(Data records)
=== Section Start ===
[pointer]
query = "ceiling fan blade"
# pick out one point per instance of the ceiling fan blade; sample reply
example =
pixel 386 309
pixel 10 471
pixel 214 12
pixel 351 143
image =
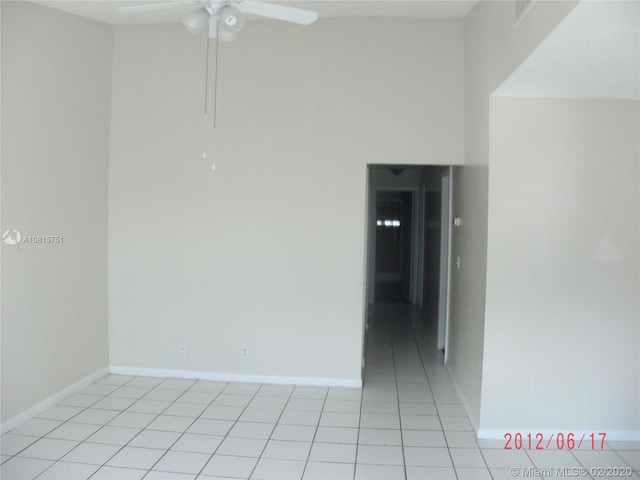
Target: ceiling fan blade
pixel 153 7
pixel 279 12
=== Section End ===
### What you will do:
Every last line above must be reproduced as written, and no pictures belong in the copy.

### Solution below:
[pointer]
query = "ceiling fan blade"
# pick out one point per instance of the ceiling fan blade; sample reply
example =
pixel 386 309
pixel 10 471
pixel 214 12
pixel 351 143
image =
Target: ceiling fan blade
pixel 153 7
pixel 279 12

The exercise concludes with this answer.